* Things to do *
A. From the passage on vacation in Ontario, list every length of time that is stated with a number.
B. Repeat word for word the part of the passage on vacation in Ontario starting with "Even though we" and going on through "the previous year.".

Let’s review vacation generally in Ontario, and then we will discuss Vacation Pay Audits.

Vacation Pay and Time: What’s the Difference?

Even though we often use the terms interchangeably, vacation pay and vacation time are distinct and separate in Ontario. Employers must understand the difference between the entitlement to vacation time and pay to ensure legal and contractual compliance.

Vacation Time

Almost all employees in Ontario earn vacation time off. It resets during each “vacation entitlement year” which can match the calendar year or be an alternative vacation entitlement year. Technically, new employees do not receive any vacation time off in their first vacation entitlement year (since they have not earned/accrued it). But an employer can allow an employee to take vacation time off before it has been fully accrued in the previous year. 

For eligible employees, they are entitled to at least 2 weeks of vacation time per year; after completing five years of employment, the minimum amount of vacation is 3 weeks per year. An employment contract can contain a greater amount of time off.

* Data section *
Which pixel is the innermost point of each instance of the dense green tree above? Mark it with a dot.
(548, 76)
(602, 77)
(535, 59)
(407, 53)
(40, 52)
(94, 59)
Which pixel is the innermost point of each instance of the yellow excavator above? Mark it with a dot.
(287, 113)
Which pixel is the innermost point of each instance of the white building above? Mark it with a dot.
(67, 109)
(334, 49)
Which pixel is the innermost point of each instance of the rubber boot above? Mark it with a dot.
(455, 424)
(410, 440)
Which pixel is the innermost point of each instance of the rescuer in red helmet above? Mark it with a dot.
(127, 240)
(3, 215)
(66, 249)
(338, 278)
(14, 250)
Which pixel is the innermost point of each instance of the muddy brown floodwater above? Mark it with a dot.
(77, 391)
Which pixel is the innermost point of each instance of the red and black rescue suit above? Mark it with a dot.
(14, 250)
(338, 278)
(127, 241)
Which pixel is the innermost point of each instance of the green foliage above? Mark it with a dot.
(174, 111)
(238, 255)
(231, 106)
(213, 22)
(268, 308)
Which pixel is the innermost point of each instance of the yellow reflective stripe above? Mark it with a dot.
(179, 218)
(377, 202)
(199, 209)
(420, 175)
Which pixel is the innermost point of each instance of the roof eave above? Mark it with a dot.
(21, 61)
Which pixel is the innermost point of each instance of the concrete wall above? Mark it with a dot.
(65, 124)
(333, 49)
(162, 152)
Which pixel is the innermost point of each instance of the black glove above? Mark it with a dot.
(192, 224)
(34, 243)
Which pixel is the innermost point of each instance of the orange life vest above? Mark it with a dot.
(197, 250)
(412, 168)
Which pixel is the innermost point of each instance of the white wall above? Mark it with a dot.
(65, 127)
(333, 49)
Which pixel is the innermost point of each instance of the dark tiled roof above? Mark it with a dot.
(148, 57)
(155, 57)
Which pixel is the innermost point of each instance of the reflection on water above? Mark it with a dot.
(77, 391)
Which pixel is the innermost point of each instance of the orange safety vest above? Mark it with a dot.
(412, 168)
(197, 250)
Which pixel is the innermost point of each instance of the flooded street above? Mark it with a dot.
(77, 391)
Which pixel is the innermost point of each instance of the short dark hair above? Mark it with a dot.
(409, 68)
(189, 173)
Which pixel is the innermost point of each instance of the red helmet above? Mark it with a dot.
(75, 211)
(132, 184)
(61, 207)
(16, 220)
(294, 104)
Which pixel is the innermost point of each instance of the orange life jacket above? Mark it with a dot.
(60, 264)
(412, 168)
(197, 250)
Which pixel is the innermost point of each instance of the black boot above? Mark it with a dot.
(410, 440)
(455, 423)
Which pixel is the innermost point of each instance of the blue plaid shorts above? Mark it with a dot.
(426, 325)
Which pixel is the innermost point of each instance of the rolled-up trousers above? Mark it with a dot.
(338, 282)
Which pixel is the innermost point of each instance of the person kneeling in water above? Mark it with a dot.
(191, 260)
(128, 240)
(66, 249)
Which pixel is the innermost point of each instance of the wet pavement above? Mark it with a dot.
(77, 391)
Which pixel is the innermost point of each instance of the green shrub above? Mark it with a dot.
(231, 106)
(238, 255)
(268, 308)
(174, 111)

* Solutions in order *
A.
- 2 weeks
- five years
- 3 weeks

B.
Even though we often use the terms interchangeably, vacation pay and vacation time are distinct and separate in Ontario. Employers must understand the difference between the entitlement to vacation time and pay to ensure legal and contractual compliance.

Vacation Time

Almost all employees in Ontario earn vacation time off. It resets during each “vacation entitlement year” which can match the calendar year or be an alternative vacation entitlement year. Technically, new employees do not receive any vacation time off in their first vacation entitlement year (since they have not earned/accrued it). But an employer can allow an employee to take vacation time off before it has been fully accrued in the previous year.